Last week was an eventful week with 3 Central Banks announcing their interest rate decisions and official statements. There were major data releases as well, like U.S. Non-Farm Payroll, U.S. GDP, China's Trade Balance, China's CPI, Australia's and New Zealand's employment data, etc.
Both the Bank of England (BOE) and the Reserve Bank of Australia (RBA) held their interest rate at 0.5% and 2.5% respectively. There wasn't any extreme dovish tone, such as "overvalued" or "standby to cut", from RBA's statement after the interest rate announcement. The only notable statement came from RBA Governor Glenn Stevens, when he said that the Aussie is "uncomfortably high".
The first boost to the Greenback came last Thursday when European Central Bank (ECB) cuts their benchmark interest rate to a record low of 0.25%. The move by ECB came earlier than what the market had expected, EURUSD plunged 200 pips in less than an hour resulting in the dollar Index climbing close to 100 points in the same duration. This decision came about as concerns of deflation heightened when the inflation last month fell to 0.7%, less than half of ECB's upper limit of 2%. With the possibility of deflation looming in the background, ECB may consider an American-style of Quantitative Easing (QE).
────
** Direction 1 **
Can you reproduce the market commentary in full, word for word?
** Direction 2 **
Which lines of the records contain the string "panel"? Copy each of those lines, matching case exactly.
The market commentary has no connection to the records.

(Pointing entries for named objects)
────
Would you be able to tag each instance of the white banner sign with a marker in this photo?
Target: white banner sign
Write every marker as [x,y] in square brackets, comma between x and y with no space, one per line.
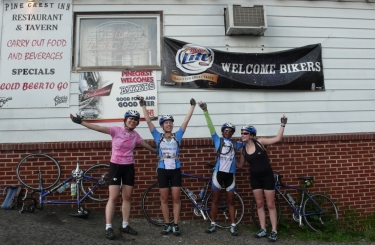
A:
[107,95]
[36,53]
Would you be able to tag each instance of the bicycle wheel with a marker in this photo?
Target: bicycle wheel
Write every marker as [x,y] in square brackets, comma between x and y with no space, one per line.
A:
[93,176]
[222,217]
[27,171]
[320,213]
[254,212]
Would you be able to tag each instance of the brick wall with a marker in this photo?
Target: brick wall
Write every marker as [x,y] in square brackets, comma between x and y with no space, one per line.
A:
[342,166]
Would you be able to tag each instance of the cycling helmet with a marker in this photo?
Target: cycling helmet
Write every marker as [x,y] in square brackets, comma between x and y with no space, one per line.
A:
[250,129]
[228,125]
[165,118]
[132,113]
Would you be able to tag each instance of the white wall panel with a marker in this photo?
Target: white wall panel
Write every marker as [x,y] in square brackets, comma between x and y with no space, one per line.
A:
[346,30]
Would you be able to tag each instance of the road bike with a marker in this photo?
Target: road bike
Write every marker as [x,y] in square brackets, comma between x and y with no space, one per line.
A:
[317,211]
[93,183]
[200,206]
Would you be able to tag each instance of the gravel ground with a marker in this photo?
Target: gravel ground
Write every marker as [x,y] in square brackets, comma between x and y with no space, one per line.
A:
[53,225]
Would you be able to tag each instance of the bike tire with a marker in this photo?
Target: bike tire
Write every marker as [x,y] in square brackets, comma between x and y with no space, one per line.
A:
[320,222]
[49,167]
[95,172]
[222,217]
[151,206]
[254,212]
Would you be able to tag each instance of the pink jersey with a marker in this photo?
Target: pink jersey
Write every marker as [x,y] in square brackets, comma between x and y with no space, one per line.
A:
[123,144]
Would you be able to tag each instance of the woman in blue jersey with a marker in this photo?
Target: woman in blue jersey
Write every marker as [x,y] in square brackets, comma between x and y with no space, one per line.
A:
[261,174]
[169,166]
[225,168]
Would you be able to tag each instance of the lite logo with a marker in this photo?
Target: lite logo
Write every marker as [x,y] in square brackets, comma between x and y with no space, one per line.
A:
[194,59]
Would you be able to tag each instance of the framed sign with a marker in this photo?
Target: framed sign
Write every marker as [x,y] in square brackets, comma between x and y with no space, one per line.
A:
[107,95]
[35,54]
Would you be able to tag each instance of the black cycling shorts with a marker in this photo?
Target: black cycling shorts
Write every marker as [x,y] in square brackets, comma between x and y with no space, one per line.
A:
[222,177]
[169,177]
[120,173]
[265,182]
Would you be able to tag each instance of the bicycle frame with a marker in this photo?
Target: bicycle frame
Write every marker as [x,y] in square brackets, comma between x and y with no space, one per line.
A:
[200,206]
[78,175]
[297,210]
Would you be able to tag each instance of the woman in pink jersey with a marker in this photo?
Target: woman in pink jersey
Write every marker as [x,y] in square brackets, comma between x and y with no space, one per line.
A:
[124,140]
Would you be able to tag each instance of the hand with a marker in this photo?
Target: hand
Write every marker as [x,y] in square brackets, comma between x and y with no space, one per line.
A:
[202,105]
[192,102]
[284,119]
[76,119]
[142,102]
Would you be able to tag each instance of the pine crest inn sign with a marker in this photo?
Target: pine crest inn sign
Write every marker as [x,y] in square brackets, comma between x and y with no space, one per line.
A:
[36,52]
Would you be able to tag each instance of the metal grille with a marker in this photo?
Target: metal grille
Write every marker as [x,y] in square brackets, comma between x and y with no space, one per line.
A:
[243,16]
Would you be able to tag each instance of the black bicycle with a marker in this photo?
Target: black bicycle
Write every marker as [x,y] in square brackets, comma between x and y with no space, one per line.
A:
[93,182]
[201,206]
[318,211]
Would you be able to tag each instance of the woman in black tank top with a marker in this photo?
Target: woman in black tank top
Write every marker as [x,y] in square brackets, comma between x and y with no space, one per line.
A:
[261,174]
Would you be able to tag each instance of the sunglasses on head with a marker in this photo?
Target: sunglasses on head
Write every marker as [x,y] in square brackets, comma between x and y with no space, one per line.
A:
[228,130]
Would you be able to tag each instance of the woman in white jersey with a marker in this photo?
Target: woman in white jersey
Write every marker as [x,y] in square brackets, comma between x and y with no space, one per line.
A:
[121,170]
[169,166]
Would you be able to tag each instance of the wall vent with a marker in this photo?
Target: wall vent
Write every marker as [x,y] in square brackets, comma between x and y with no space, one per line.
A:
[244,20]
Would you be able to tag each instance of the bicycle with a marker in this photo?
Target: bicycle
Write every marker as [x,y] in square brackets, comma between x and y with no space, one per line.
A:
────
** Written solution 1 **
Last week was an eventful week with 3 Central Banks announcing their interest rate decisions and official statements. There were major data releases as well, like U.S. Non-Farm Payroll, U.S. GDP, China's Trade Balance, China's CPI, Australia's and New Zealand's employment data, etc.
Both the Bank of England (BOE) and the Reserve Bank of Australia (RBA) held their interest rate at 0.5% and 2.5% respectively. There wasn't any extreme dovish tone, such as "overvalued" or "standby to cut", from RBA's statement after the interest rate announcement. The only notable statement came from RBA Governor Glenn Stevens, when he said that the Aussie is "uncomfortably high".
The first boost to the Greenback came last Thursday when European Central Bank (ECB) cuts their benchmark interest rate to a record low of 0.25%. The move by ECB came earlier than what the market had expected, EURUSD plunged 200 pips in less than an hour resulting in the dollar Index climbing close to 100 points in the same duration. This decision came about as concerns of deflation heightened when the inflation last month fell to 0.7%, less than half of ECB's upper limit of 2%. With the possibility of deflation looming in the background, ECB may consider an American-style of Quantitative Easing (QE).

** Written solution 2 **
Would you be able to tag each instance of the white wall panel with a marker in this photo?
Target: white wall panel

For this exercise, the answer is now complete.